## Exercise
What lines of the data below hold the string "List"? Copy each one.

•••••

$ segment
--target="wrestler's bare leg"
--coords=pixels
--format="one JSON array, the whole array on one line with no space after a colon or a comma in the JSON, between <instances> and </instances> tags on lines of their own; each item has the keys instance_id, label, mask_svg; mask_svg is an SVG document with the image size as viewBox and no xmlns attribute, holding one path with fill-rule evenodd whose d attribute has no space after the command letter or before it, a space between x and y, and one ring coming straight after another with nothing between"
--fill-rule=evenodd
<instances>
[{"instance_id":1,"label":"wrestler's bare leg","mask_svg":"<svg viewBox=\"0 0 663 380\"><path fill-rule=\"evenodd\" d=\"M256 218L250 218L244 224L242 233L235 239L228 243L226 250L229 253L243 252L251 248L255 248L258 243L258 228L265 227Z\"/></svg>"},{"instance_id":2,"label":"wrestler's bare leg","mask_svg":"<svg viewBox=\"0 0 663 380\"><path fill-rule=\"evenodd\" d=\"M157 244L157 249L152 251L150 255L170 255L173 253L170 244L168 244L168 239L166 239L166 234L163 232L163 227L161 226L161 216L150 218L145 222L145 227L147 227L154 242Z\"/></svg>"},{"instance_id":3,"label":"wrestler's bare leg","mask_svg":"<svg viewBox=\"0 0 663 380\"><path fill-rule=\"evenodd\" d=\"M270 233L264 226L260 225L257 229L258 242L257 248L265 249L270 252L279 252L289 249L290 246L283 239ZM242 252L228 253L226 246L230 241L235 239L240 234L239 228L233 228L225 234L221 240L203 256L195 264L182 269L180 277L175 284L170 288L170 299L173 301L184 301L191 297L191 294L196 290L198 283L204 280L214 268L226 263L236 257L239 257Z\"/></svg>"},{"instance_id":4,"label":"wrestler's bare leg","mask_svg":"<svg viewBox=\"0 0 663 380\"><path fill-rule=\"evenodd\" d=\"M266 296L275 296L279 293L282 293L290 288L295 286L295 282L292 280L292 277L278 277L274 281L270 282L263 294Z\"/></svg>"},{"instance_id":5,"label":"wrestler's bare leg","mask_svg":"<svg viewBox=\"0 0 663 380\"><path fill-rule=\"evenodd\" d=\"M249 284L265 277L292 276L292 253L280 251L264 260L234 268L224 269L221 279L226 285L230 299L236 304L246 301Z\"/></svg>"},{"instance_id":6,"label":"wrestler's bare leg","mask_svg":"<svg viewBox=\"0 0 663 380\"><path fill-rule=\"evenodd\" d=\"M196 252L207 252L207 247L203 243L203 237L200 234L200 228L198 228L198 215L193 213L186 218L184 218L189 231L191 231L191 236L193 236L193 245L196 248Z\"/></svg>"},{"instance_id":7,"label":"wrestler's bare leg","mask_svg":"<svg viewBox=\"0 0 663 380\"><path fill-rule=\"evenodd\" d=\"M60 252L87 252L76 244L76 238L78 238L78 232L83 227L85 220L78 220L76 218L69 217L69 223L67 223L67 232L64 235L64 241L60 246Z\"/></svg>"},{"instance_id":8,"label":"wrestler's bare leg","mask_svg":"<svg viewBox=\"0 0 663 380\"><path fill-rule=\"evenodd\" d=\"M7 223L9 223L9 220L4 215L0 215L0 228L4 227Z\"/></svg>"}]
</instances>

•••••

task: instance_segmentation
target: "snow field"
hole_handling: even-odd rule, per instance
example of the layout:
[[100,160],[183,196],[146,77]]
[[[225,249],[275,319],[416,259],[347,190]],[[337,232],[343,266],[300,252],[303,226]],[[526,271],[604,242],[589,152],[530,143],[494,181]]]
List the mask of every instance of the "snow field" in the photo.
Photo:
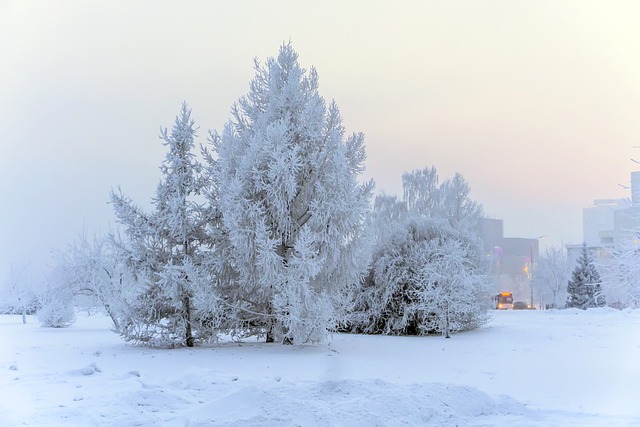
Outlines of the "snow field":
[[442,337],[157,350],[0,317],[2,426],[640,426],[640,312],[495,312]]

•••••

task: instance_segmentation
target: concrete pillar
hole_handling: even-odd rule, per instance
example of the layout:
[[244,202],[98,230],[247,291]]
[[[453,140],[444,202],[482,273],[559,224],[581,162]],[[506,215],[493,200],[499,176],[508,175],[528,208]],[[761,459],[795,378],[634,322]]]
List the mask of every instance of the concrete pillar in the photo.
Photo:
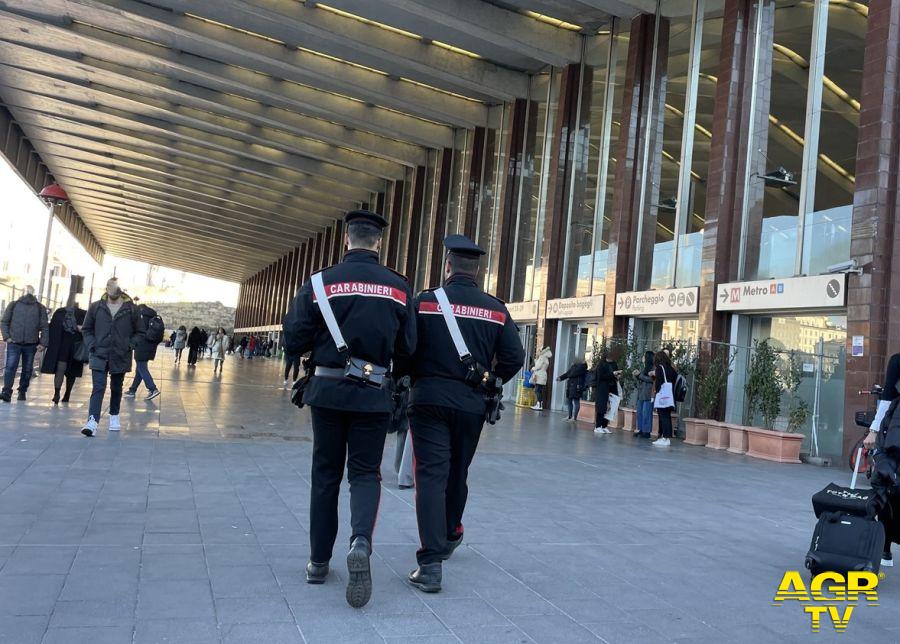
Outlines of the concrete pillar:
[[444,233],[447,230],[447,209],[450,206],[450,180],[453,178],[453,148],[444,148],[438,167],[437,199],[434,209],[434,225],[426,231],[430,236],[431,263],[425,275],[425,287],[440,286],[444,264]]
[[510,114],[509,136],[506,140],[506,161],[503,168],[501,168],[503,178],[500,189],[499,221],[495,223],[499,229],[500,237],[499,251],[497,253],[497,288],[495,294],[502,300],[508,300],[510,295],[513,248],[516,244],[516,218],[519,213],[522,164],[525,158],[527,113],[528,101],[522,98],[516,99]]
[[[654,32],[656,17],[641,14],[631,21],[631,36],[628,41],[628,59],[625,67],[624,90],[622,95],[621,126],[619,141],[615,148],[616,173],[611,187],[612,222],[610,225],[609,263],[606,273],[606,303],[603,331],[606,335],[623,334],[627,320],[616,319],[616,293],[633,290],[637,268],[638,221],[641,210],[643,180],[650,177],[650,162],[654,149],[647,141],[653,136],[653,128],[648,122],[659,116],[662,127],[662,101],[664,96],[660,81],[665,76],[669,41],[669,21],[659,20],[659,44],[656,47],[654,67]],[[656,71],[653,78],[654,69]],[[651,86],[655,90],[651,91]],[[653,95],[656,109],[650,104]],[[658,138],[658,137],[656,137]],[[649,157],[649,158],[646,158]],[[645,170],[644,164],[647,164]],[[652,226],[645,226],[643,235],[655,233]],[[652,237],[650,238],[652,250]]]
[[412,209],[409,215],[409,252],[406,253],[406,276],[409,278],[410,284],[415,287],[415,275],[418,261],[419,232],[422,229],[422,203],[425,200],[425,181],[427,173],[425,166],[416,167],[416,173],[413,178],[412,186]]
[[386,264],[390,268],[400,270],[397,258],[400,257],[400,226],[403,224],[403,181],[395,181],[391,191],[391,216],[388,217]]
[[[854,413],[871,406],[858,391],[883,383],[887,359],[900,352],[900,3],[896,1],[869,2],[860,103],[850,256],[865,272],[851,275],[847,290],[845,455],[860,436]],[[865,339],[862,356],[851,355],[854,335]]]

•••••

## Expected answer
List the mask of every instance of the "snow field" in the photo.
List the mask of every instance of the concrete pillar in the photo.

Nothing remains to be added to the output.